** BEGIN **

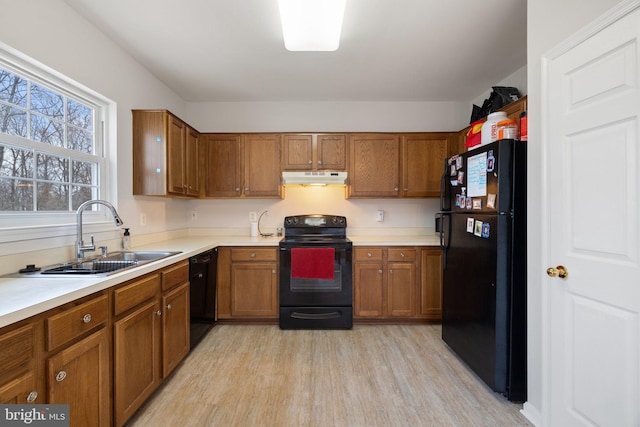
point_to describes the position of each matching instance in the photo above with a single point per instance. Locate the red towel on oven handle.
(312, 263)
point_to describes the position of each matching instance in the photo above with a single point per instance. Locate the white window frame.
(24, 226)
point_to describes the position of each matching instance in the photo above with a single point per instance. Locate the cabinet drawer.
(368, 254)
(402, 254)
(251, 254)
(175, 275)
(75, 321)
(135, 293)
(17, 349)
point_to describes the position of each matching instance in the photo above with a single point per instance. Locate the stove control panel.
(315, 220)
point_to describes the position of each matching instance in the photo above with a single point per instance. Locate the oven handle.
(315, 316)
(337, 249)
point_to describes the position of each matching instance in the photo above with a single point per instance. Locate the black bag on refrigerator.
(499, 97)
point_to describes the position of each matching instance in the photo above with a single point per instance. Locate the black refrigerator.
(482, 224)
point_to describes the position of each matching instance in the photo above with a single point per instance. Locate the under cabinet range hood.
(314, 178)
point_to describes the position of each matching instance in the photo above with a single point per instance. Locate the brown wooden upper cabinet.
(397, 165)
(374, 165)
(306, 152)
(423, 158)
(165, 155)
(242, 165)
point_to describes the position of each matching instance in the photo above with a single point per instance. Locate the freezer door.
(475, 293)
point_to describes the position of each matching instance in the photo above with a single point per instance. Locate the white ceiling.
(390, 50)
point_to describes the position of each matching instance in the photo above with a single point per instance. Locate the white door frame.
(622, 9)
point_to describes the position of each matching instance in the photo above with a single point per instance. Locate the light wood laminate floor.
(373, 375)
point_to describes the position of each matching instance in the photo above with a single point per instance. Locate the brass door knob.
(559, 271)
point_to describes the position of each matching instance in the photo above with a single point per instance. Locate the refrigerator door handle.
(444, 193)
(445, 221)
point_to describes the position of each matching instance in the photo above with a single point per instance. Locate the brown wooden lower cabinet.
(384, 284)
(431, 283)
(80, 376)
(395, 283)
(175, 327)
(248, 283)
(136, 353)
(18, 365)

** END **

▸ **Exercise**: Copy every line above word for word, leaving out the pictures.

▸ **Exercise output**:
point_to describes the position of each matching instance in the photo above with a single point per instance. Locate the red towel on oven handle.
(312, 263)
point_to describes the position of each matching instance in the photo above with a single point per instance. Locate the white window frame.
(24, 226)
point_to describes the position of each matching instance in the photo above with a single point per instance. Locate the cabinet drawer.
(368, 254)
(402, 254)
(251, 254)
(175, 275)
(75, 321)
(135, 293)
(17, 349)
point_to describes the position of each matching instance in the photo above with a single point per instance. Locate the stove control panel.
(315, 220)
point_to describes the position of each matching instance in the photo above with a single point per instance. Locate the oven handle.
(315, 316)
(337, 249)
point_to describes the position of each matching instance in the photo above with a single point per instance. Locate the black bag on refrigerator.
(499, 97)
point_to describes the position of each matching instance in the photo above with a single point per instance. Locate the black refrigerator.
(482, 224)
point_to describes the position of each matching instance in the photo above with a single point per instance. Locate the under cabinet range hood.
(314, 178)
point_to describes the position of each matching instance in the photo above with a single point per instance. Locate the brown wooden upper cabinet.
(397, 165)
(374, 165)
(306, 152)
(423, 158)
(165, 155)
(242, 165)
point_to describes the position of each matching instance in the photo above with a single point per instance. Locate the freezer door.
(475, 293)
point_to describes the position of each matching instance in the photo above with a single point per instance. Locate the white ceiling.
(390, 50)
point_to describes the position of each matching instance in the photo above with a single point per instance. Locate the white door frame.
(622, 9)
point_to describes the position of each matching instance in the photo above with a single point per instance. Locate the light wood laminate floor.
(373, 375)
point_to describes the position of each matching instance in the photo above with a single point per instance. Locate the brass door knob.
(559, 271)
point_to describes the position of each matching instance in the photo above with a single point per instance. Locate the refrigerator door handle.
(444, 193)
(445, 221)
point_to describes the position of each matching instance in the photo above with a single point per instance. Locate the brown wooden lower cabinet.
(384, 284)
(431, 283)
(80, 376)
(395, 283)
(175, 327)
(248, 283)
(136, 353)
(18, 365)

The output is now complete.